**読解用抜粋**
+===+

リボルバー・リリーの紹介:2023年日本映画。ハードボイルド作家・長浦京による同名小説を綾瀬はるか主演で映画化したアクションサスペンス作品です。大正時代を舞台に、“映画史上最強のダークヒロイン”といわれる凄腕の元女スパイがある少年を助けたことにより陸軍が絡む壮大な陰謀に巻き込まれていく様を描きます。
監督:行定勲 出演者: 綾瀬はるか(小曾根百合)、長谷川博己(岩見良明)、羽村仁成(細見慎太)、シシド・カフカ(奈加)、古川琴音(琴子)、清水尋也(南始)、ジェシー(津山ヨーゼフ清親)、佐藤二朗(平岡)、吹越満(植村)、内田朝陽(三島中尉)、板尾創路(小沢大佐)、橋爪功(升永達吉)、石橋蓮司(筒井国松)、阿部サダヲ(山本五十六)、野村萬斎(滝田)、豊川悦司(細見欣也)、アフロ(風鈴屋)、鈴木亮平(眼帯の男)ほか
映画「リボルバー・リリー」ネタバレあらすじ結末と感想
映画「リボルバー・リリー」のあらすじをネタバレ解説。予告動画、キャスト紹介、感想、レビューを掲載。ストーリーのラストまで簡単に解説します。

+===+

[注釈付きの座標記録]
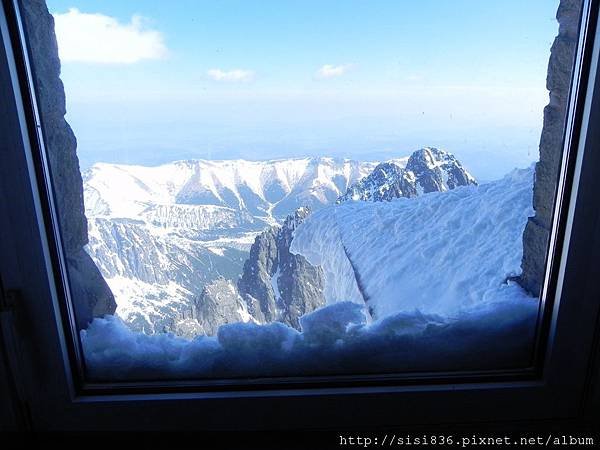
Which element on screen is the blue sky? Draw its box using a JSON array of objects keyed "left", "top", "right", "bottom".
[{"left": 48, "top": 0, "right": 558, "bottom": 179}]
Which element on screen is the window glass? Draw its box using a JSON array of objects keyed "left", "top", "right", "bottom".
[{"left": 22, "top": 0, "right": 580, "bottom": 380}]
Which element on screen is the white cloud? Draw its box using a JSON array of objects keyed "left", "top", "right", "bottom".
[
  {"left": 53, "top": 8, "right": 167, "bottom": 64},
  {"left": 317, "top": 64, "right": 352, "bottom": 78},
  {"left": 206, "top": 69, "right": 254, "bottom": 81}
]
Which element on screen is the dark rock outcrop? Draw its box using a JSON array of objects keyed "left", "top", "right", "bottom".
[
  {"left": 238, "top": 208, "right": 325, "bottom": 328},
  {"left": 21, "top": 0, "right": 116, "bottom": 329},
  {"left": 337, "top": 147, "right": 477, "bottom": 203},
  {"left": 519, "top": 0, "right": 582, "bottom": 296},
  {"left": 193, "top": 277, "right": 248, "bottom": 336}
]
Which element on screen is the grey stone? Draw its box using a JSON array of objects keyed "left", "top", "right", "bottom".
[
  {"left": 337, "top": 147, "right": 477, "bottom": 203},
  {"left": 519, "top": 0, "right": 582, "bottom": 296},
  {"left": 193, "top": 277, "right": 244, "bottom": 336},
  {"left": 20, "top": 0, "right": 116, "bottom": 329},
  {"left": 238, "top": 207, "right": 325, "bottom": 329}
]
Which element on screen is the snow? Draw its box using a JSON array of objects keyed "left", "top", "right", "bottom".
[
  {"left": 84, "top": 158, "right": 376, "bottom": 222},
  {"left": 290, "top": 168, "right": 533, "bottom": 317},
  {"left": 81, "top": 165, "right": 539, "bottom": 380},
  {"left": 271, "top": 266, "right": 281, "bottom": 300},
  {"left": 81, "top": 300, "right": 537, "bottom": 381}
]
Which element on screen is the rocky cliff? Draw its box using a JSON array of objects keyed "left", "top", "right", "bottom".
[
  {"left": 21, "top": 0, "right": 116, "bottom": 329},
  {"left": 337, "top": 147, "right": 477, "bottom": 203},
  {"left": 519, "top": 0, "right": 582, "bottom": 296}
]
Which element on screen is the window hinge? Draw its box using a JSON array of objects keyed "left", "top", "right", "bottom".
[{"left": 0, "top": 285, "right": 32, "bottom": 430}]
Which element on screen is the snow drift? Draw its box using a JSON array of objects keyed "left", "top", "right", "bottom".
[
  {"left": 290, "top": 169, "right": 533, "bottom": 318},
  {"left": 81, "top": 169, "right": 538, "bottom": 380}
]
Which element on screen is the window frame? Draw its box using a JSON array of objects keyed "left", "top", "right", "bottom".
[{"left": 0, "top": 0, "right": 600, "bottom": 430}]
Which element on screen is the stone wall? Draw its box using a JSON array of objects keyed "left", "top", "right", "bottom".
[
  {"left": 519, "top": 0, "right": 582, "bottom": 296},
  {"left": 21, "top": 0, "right": 116, "bottom": 329}
]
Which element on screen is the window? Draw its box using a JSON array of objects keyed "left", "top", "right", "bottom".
[{"left": 2, "top": 2, "right": 597, "bottom": 434}]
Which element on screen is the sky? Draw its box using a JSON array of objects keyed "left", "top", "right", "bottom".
[{"left": 47, "top": 0, "right": 558, "bottom": 180}]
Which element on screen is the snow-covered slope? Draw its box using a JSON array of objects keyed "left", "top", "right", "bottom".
[
  {"left": 81, "top": 165, "right": 539, "bottom": 380},
  {"left": 291, "top": 165, "right": 533, "bottom": 318}
]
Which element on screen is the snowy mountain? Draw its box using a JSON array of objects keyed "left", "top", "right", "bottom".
[
  {"left": 81, "top": 168, "right": 539, "bottom": 380},
  {"left": 337, "top": 147, "right": 477, "bottom": 203},
  {"left": 84, "top": 157, "right": 376, "bottom": 222},
  {"left": 290, "top": 169, "right": 533, "bottom": 319},
  {"left": 84, "top": 158, "right": 377, "bottom": 335}
]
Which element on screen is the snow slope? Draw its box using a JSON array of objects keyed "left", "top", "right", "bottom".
[
  {"left": 81, "top": 165, "right": 539, "bottom": 380},
  {"left": 83, "top": 157, "right": 376, "bottom": 333},
  {"left": 84, "top": 157, "right": 376, "bottom": 219},
  {"left": 291, "top": 168, "right": 533, "bottom": 318}
]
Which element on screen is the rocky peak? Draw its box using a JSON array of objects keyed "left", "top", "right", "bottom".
[
  {"left": 406, "top": 147, "right": 477, "bottom": 194},
  {"left": 337, "top": 147, "right": 477, "bottom": 203},
  {"left": 238, "top": 207, "right": 325, "bottom": 328}
]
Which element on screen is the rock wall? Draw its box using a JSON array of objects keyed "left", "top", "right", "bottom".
[
  {"left": 519, "top": 0, "right": 582, "bottom": 296},
  {"left": 21, "top": 0, "right": 116, "bottom": 329}
]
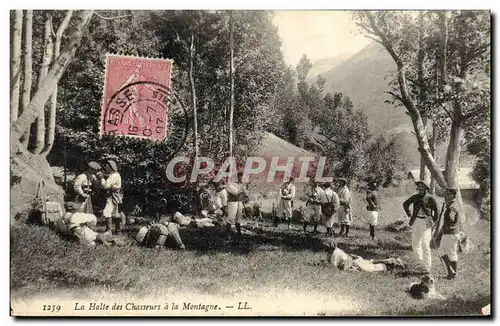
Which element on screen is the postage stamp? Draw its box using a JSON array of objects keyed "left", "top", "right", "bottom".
[{"left": 100, "top": 55, "right": 173, "bottom": 141}]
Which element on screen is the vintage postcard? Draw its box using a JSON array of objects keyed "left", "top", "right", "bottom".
[{"left": 10, "top": 10, "right": 492, "bottom": 318}]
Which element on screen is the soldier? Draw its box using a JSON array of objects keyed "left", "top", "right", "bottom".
[
  {"left": 302, "top": 182, "right": 325, "bottom": 234},
  {"left": 337, "top": 178, "right": 352, "bottom": 236},
  {"left": 213, "top": 182, "right": 227, "bottom": 221},
  {"left": 73, "top": 162, "right": 101, "bottom": 214},
  {"left": 55, "top": 202, "right": 112, "bottom": 246},
  {"left": 274, "top": 177, "right": 295, "bottom": 229},
  {"left": 439, "top": 189, "right": 460, "bottom": 280},
  {"left": 225, "top": 172, "right": 248, "bottom": 242},
  {"left": 403, "top": 181, "right": 439, "bottom": 273},
  {"left": 98, "top": 160, "right": 123, "bottom": 233},
  {"left": 366, "top": 182, "right": 380, "bottom": 240}
]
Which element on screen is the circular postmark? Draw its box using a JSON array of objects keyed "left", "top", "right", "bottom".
[{"left": 102, "top": 81, "right": 189, "bottom": 157}]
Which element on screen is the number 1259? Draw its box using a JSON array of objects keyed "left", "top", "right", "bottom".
[{"left": 43, "top": 304, "right": 61, "bottom": 312}]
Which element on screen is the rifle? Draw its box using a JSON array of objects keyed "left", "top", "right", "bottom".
[{"left": 431, "top": 202, "right": 446, "bottom": 249}]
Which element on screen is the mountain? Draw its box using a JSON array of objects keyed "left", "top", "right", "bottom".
[
  {"left": 307, "top": 53, "right": 353, "bottom": 81},
  {"left": 322, "top": 42, "right": 409, "bottom": 133},
  {"left": 316, "top": 42, "right": 474, "bottom": 167}
]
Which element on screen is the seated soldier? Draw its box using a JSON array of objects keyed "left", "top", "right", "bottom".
[
  {"left": 323, "top": 238, "right": 405, "bottom": 272},
  {"left": 136, "top": 219, "right": 186, "bottom": 249},
  {"left": 55, "top": 202, "right": 111, "bottom": 246}
]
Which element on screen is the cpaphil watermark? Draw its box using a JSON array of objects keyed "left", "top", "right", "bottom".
[{"left": 166, "top": 156, "right": 333, "bottom": 183}]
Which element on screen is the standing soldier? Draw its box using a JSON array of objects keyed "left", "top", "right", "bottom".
[
  {"left": 213, "top": 181, "right": 227, "bottom": 221},
  {"left": 366, "top": 182, "right": 380, "bottom": 240},
  {"left": 73, "top": 162, "right": 101, "bottom": 214},
  {"left": 98, "top": 160, "right": 123, "bottom": 233},
  {"left": 226, "top": 172, "right": 247, "bottom": 242},
  {"left": 403, "top": 181, "right": 439, "bottom": 273},
  {"left": 321, "top": 182, "right": 340, "bottom": 236},
  {"left": 274, "top": 177, "right": 295, "bottom": 229},
  {"left": 338, "top": 178, "right": 352, "bottom": 236},
  {"left": 439, "top": 189, "right": 460, "bottom": 280},
  {"left": 303, "top": 182, "right": 325, "bottom": 233}
]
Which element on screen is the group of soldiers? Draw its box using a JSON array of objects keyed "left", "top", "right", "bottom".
[
  {"left": 57, "top": 160, "right": 460, "bottom": 279},
  {"left": 274, "top": 178, "right": 461, "bottom": 279},
  {"left": 274, "top": 178, "right": 380, "bottom": 240},
  {"left": 403, "top": 181, "right": 463, "bottom": 279},
  {"left": 71, "top": 160, "right": 123, "bottom": 233}
]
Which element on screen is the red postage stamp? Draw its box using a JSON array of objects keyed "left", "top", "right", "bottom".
[{"left": 100, "top": 55, "right": 173, "bottom": 141}]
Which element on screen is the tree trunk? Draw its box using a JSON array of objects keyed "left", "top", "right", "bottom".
[
  {"left": 446, "top": 117, "right": 463, "bottom": 189},
  {"left": 41, "top": 10, "right": 73, "bottom": 155},
  {"left": 33, "top": 14, "right": 54, "bottom": 154},
  {"left": 420, "top": 117, "right": 432, "bottom": 181},
  {"left": 189, "top": 34, "right": 199, "bottom": 157},
  {"left": 10, "top": 10, "right": 93, "bottom": 156},
  {"left": 430, "top": 122, "right": 439, "bottom": 195},
  {"left": 364, "top": 12, "right": 447, "bottom": 189},
  {"left": 228, "top": 11, "right": 234, "bottom": 157},
  {"left": 16, "top": 10, "right": 33, "bottom": 147},
  {"left": 10, "top": 10, "right": 23, "bottom": 121}
]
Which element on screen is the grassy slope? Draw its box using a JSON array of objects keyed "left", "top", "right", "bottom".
[{"left": 11, "top": 187, "right": 490, "bottom": 315}]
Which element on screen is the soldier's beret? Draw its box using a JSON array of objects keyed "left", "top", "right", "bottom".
[{"left": 88, "top": 162, "right": 101, "bottom": 170}]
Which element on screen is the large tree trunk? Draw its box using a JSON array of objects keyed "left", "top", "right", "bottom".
[
  {"left": 10, "top": 10, "right": 93, "bottom": 156},
  {"left": 364, "top": 12, "right": 447, "bottom": 189},
  {"left": 41, "top": 10, "right": 73, "bottom": 155},
  {"left": 189, "top": 34, "right": 199, "bottom": 157},
  {"left": 228, "top": 11, "right": 234, "bottom": 157},
  {"left": 430, "top": 122, "right": 439, "bottom": 195},
  {"left": 420, "top": 117, "right": 432, "bottom": 181},
  {"left": 10, "top": 10, "right": 23, "bottom": 121},
  {"left": 33, "top": 14, "right": 54, "bottom": 154},
  {"left": 16, "top": 10, "right": 33, "bottom": 147}
]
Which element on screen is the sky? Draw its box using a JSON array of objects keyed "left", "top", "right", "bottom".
[{"left": 274, "top": 10, "right": 371, "bottom": 66}]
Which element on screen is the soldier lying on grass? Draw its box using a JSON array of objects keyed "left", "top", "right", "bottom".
[{"left": 316, "top": 238, "right": 405, "bottom": 272}]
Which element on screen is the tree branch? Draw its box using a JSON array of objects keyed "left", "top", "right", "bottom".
[{"left": 94, "top": 12, "right": 132, "bottom": 20}]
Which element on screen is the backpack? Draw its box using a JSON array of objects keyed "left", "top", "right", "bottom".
[{"left": 135, "top": 224, "right": 168, "bottom": 248}]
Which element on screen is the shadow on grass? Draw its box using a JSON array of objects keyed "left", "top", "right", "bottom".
[{"left": 176, "top": 223, "right": 325, "bottom": 255}]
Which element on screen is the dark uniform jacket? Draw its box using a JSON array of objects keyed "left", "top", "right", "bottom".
[
  {"left": 403, "top": 193, "right": 439, "bottom": 224},
  {"left": 443, "top": 202, "right": 460, "bottom": 234},
  {"left": 366, "top": 190, "right": 380, "bottom": 211}
]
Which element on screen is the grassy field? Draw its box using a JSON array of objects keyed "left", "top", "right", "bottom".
[{"left": 11, "top": 188, "right": 491, "bottom": 316}]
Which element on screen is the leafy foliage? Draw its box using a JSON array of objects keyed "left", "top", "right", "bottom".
[{"left": 49, "top": 11, "right": 286, "bottom": 213}]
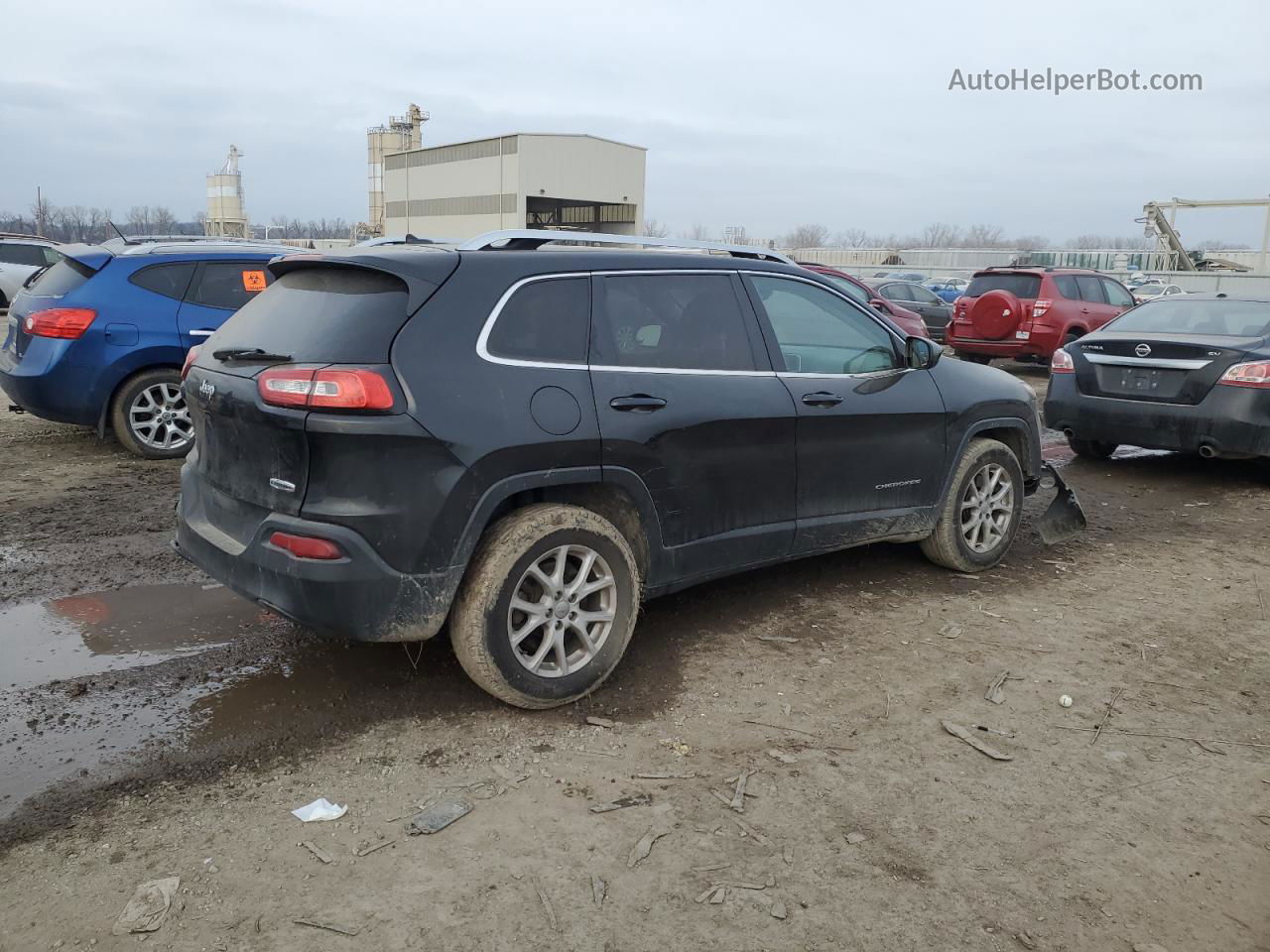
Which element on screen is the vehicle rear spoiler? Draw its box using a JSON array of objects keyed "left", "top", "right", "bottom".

+===+

**取り組む課題**
映画紹介文の「リボルバー・リリーの紹介:2」から「き込まれていく様を描きます。」までを、両端の語句も含めて一字一句そのまま書き写してください。

**演習の解答**
リボルバー・リリーの紹介:2023年日本映画。ハードボイルド作家・長浦京による同名小説を綾瀬はるか主演で映画化したアクションサスペンス作品です。大正時代を舞台に、“映画史上最強のダークヒロイン”といわれる凄腕の元女スパイがある少年を助けたことにより陸軍が絡む壮大な陰謀に巻き込まれていく様を描きます。